● **Extracted records**:
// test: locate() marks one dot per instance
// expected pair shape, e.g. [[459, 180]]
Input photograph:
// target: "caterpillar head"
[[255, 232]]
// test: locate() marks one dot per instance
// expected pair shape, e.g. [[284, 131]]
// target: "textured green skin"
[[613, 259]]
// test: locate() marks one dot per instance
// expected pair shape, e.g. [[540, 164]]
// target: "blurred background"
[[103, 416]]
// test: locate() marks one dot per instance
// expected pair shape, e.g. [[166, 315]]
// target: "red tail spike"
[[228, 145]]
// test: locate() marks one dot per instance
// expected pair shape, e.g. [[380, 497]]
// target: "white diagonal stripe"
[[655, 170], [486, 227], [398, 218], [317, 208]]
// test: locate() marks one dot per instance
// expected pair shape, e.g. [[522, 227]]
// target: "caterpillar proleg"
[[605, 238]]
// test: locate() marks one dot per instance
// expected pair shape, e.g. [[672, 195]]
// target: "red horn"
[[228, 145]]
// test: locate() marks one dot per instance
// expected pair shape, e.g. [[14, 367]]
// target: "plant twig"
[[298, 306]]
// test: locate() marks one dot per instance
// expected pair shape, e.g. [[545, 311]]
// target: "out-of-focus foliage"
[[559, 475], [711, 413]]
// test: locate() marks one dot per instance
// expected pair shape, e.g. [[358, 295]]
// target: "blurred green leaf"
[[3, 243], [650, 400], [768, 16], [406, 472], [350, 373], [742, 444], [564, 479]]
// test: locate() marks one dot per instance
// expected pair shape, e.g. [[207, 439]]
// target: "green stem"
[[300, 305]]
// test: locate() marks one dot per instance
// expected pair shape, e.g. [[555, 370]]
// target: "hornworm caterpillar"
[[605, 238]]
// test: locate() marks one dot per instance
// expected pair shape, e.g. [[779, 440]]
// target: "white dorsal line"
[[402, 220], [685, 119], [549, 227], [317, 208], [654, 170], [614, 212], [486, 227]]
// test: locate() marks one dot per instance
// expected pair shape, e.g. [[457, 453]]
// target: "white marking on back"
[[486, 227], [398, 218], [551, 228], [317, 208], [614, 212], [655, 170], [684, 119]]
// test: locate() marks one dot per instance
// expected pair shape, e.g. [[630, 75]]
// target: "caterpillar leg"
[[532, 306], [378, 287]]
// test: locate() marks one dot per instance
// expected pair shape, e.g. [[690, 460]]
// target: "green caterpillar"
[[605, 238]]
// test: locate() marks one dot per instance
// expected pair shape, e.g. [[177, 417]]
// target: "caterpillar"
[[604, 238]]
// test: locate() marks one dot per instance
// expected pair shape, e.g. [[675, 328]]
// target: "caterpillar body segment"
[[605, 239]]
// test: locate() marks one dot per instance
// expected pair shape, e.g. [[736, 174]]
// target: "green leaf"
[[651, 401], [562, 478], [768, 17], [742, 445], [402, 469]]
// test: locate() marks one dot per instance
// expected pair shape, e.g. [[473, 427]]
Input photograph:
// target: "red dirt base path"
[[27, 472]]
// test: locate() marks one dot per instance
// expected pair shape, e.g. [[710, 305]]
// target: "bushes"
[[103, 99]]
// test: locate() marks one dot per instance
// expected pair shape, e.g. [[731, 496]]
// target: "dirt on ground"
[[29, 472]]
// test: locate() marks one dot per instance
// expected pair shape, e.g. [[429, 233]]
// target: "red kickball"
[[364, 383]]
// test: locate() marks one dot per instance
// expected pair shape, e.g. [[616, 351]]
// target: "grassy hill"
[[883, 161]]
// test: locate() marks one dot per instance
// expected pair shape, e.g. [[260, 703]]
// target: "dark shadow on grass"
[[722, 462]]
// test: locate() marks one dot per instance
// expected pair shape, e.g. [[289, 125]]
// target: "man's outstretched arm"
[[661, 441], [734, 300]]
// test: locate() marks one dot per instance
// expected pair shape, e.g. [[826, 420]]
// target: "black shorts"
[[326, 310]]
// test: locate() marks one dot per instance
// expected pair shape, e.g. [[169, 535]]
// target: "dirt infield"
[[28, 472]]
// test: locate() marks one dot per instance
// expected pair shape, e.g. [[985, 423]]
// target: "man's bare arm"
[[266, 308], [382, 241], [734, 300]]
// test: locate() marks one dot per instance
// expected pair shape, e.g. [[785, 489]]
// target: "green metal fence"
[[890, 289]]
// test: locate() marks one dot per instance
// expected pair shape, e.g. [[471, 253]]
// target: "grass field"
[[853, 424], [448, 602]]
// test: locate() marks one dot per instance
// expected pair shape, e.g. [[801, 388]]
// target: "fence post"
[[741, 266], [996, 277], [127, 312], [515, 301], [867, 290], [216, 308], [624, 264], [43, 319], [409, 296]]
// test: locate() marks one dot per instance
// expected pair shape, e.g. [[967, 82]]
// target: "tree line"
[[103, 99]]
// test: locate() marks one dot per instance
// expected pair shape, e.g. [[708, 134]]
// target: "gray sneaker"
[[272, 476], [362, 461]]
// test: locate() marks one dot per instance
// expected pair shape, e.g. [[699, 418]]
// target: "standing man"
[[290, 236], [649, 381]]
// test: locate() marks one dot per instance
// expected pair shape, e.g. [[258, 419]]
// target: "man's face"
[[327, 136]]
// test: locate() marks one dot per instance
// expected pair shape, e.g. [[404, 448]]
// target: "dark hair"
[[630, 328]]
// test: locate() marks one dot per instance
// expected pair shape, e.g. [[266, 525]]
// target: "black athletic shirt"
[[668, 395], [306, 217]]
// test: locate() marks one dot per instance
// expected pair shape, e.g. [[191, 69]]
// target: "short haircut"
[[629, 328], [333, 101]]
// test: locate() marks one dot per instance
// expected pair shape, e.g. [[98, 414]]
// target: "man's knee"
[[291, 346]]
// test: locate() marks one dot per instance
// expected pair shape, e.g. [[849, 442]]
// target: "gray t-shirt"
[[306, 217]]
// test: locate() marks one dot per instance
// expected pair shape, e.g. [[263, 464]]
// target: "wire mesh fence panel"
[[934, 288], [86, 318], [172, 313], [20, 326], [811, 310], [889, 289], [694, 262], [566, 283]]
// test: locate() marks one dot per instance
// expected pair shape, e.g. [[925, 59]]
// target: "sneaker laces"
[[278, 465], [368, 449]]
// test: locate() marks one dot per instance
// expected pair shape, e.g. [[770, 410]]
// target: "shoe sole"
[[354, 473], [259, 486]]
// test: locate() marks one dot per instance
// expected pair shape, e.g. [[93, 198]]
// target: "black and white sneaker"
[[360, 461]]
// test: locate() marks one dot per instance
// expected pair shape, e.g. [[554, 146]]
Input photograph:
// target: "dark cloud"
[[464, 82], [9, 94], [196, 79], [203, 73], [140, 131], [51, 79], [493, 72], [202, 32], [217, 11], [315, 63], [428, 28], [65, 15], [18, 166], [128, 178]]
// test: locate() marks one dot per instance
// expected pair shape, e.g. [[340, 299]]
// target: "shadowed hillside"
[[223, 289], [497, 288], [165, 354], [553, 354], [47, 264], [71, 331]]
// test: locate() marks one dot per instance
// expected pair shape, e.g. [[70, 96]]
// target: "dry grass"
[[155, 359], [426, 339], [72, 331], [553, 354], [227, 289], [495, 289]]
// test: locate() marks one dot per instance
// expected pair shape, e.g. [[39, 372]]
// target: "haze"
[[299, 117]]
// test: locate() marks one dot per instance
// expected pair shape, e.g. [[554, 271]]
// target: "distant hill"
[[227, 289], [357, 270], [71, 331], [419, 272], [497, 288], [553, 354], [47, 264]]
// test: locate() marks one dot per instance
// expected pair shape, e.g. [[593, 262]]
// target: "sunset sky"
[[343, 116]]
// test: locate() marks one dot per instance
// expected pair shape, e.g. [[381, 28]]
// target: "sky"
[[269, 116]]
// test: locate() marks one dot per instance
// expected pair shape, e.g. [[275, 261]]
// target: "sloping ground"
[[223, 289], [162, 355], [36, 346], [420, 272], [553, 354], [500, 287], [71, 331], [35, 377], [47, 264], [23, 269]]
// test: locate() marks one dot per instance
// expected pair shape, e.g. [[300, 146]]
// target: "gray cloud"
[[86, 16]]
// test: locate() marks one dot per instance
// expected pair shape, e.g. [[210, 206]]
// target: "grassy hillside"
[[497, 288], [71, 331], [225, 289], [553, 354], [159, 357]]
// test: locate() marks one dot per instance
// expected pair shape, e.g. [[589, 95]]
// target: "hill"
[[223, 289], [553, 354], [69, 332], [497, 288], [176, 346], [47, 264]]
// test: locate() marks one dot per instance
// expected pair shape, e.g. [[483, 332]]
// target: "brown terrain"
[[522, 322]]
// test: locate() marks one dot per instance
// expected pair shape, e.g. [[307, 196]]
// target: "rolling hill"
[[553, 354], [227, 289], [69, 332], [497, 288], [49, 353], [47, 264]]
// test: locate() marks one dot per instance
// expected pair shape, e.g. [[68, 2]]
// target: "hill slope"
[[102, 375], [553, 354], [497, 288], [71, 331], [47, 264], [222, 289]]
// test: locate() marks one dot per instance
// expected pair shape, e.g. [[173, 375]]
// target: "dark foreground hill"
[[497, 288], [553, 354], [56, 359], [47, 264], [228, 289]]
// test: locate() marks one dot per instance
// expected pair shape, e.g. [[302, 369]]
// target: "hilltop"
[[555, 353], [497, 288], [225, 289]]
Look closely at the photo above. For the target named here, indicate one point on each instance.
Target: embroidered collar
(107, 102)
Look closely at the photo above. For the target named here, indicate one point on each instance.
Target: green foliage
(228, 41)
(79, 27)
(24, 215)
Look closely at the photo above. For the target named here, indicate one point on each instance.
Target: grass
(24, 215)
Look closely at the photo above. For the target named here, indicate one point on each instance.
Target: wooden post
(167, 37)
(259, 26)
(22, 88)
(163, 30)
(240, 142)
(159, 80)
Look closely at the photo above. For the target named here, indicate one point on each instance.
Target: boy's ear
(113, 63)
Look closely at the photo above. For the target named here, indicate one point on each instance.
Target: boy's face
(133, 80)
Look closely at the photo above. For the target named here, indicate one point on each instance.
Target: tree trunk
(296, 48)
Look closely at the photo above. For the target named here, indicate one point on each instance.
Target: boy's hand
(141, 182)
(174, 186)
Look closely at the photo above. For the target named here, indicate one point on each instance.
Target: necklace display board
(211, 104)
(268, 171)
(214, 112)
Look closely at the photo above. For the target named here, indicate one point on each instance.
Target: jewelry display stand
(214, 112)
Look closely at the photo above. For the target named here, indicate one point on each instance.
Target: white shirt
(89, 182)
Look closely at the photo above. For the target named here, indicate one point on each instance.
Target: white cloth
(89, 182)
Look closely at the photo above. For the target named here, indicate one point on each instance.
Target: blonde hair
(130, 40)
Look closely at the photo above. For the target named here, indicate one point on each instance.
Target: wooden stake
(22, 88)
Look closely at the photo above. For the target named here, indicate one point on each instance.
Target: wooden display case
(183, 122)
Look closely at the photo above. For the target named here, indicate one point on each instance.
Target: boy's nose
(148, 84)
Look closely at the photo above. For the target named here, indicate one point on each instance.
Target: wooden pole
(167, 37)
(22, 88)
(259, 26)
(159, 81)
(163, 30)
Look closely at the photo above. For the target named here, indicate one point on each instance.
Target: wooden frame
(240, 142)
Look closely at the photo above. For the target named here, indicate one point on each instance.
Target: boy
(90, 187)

● **The task**: From the start of the data to the line that holds "e.g. [[457, 453]]", retype each line exactly, with both ends included.

● **Answer section**:
// test: locate() marks one dot per instance
// expected pair shape, e.g. [[459, 180]]
Input photograph:
// target: "caterpillar head"
[[255, 232]]
// test: locate() marks one dot per instance
// expected pair shape, e.g. [[284, 131]]
// target: "textured green skin"
[[613, 259]]
// test: locate() marks one dot per instance
// expected pair shape, e.g. [[540, 164]]
// target: "blurred background"
[[103, 416]]
// test: locate() marks one dot per instance
// expected pair shape, e.g. [[166, 315]]
// target: "red tail spike"
[[228, 145]]
// test: locate() marks one dot per instance
// expected pair shape, e.g. [[380, 497]]
// target: "white diagonal stripe"
[[655, 170], [486, 227], [398, 218], [317, 208]]
// test: locate() marks one dot per instance
// expected pair shape, e.g. [[522, 227]]
// target: "caterpillar proleg"
[[605, 238]]
// test: locate() marks one dot per instance
// expected pair shape, e.g. [[672, 195]]
// target: "red horn"
[[228, 145]]
// test: locate() marks one dot per instance
// expected pair shape, e.g. [[14, 367]]
// target: "plant twig"
[[298, 306]]
// test: locate() marks one dot per instance
// expected pair shape, e.g. [[545, 311]]
// target: "out-of-focus foliage"
[[559, 475], [711, 413]]
// test: locate() marks one dot per instance
// expected pair shape, e.g. [[358, 295]]
// target: "blurred green leaf"
[[3, 243], [650, 400], [768, 16], [406, 472], [350, 373], [742, 444], [564, 479]]
// test: locate() marks one dot per instance
// expected pair shape, e.g. [[207, 439]]
// target: "green stem"
[[300, 305]]
// test: locate() marks one dot per instance
// expected pair shape, e.g. [[555, 370]]
// target: "hornworm caterpillar"
[[605, 238]]
// test: locate() marks one dot per instance
// expected pair shape, e.g. [[779, 440]]
// target: "white dorsal line"
[[402, 220], [685, 119], [549, 227], [317, 208], [654, 170], [614, 212], [486, 227]]
// test: locate() marks one dot per instance
// expected pair shape, e.g. [[457, 453]]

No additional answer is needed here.